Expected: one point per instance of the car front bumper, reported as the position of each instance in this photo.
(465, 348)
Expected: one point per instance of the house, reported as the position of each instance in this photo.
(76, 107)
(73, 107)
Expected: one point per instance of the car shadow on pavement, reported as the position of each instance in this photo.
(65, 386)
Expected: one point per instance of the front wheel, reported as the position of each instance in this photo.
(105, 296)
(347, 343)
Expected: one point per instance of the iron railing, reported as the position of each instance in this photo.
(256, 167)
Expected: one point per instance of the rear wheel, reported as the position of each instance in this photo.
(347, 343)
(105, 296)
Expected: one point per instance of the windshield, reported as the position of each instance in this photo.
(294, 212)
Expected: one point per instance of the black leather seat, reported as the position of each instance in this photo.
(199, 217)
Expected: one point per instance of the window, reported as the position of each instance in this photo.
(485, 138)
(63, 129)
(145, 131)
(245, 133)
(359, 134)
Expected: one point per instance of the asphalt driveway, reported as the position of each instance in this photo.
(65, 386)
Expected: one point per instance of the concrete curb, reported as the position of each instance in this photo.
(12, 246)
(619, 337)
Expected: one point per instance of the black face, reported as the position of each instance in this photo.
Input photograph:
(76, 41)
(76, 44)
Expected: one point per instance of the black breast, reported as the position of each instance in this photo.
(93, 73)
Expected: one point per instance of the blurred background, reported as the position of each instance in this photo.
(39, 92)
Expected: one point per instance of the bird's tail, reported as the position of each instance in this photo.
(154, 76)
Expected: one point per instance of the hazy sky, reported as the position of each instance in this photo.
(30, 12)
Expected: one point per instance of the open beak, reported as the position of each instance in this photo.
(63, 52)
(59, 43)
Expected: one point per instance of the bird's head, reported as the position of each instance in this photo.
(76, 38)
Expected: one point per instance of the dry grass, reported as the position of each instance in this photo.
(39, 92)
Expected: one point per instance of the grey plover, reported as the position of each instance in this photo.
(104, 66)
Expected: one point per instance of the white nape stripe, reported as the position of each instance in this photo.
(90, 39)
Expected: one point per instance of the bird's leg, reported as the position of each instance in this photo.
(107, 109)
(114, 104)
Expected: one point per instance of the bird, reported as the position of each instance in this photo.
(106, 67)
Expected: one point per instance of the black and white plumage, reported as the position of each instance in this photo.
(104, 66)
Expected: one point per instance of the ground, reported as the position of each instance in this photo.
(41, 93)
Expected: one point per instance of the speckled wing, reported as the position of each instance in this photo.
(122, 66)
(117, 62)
━━━━
WHAT THIS TASK INVOLVES — What this exercise asks for is an exact copy of all the records.

REPLY TO THE EXERCISE —
Expected: one point per instance of the car front bumper, reported as the position of each instance in this photo.
(465, 348)
Expected: one point per instance of the house, reported as the position of each instance in this photo.
(76, 107)
(73, 107)
Expected: one point per instance of the car shadow on pavement, reported as the position of each instance in this photo.
(65, 386)
Expected: one point per instance of the front wheel, reported as the position of each instance in this photo.
(105, 296)
(347, 343)
Expected: one point per instance of the iron railing, reported as the position of each instance in this photo.
(256, 167)
Expected: one point per instance of the rear wheel, reported as the position of each instance in this photo.
(347, 343)
(105, 296)
Expected: one point per instance of the windshield, reported as the position of each instance in this photo.
(294, 212)
Expected: one point per instance of the black leather seat, reported as the position of each instance in this photo.
(199, 217)
Expected: one point per instance of the window, reported as the position of each instance in this photo.
(485, 138)
(63, 129)
(145, 131)
(245, 133)
(359, 134)
Expected: one point per instance of the asphalt driveway, reported as the position of each instance in this photo.
(65, 386)
Expected: one point per instance of the concrete curb, reported as the position of each instance in this photo.
(12, 246)
(619, 337)
Expected: one point per instance of the black face, reported as the position of each instance in this photo.
Input photograph:
(76, 41)
(76, 44)
Expected: one point per instance of the black breast, reported as the position of each instance in this photo.
(93, 73)
Expected: one point per instance of the blurred background, reported as the position of each instance in this photo.
(39, 92)
Expected: one point per instance of the bird's tail, reported as the position of each instance in this photo.
(154, 76)
Expected: one point per instance of the hazy sky, reported as the position of each instance in this photo.
(30, 12)
Expected: one point per instance of the open beak, reported as the position of each instance in this photo.
(63, 52)
(59, 43)
Expected: one point per instance of the bird's head, reported as the position of each instance in this photo.
(76, 38)
Expected: one point per instance of the dry grass, reported as the position of each instance in this photo.
(39, 92)
Expected: one point per instance of the grey plover, reported as the position of each instance in this photo.
(104, 66)
Expected: one point per instance of the white nape stripe, reported as the position of each instance in this photo.
(90, 39)
Expected: one point per instance of the bird's leg, reported as the position of each instance in this photo.
(107, 109)
(114, 104)
Expected: one point per instance of the bird, reported as the position of each instance in this photo.
(106, 67)
Expected: one point per instance of the black and white plumage, reported as the position of each instance in this photo.
(104, 66)
Expected: one point per instance of the ground, reported as the position of each instance in this photo.
(41, 93)
Expected: one point per instance of the speckled wing, reported as the position of each instance in this photo.
(122, 66)
(117, 62)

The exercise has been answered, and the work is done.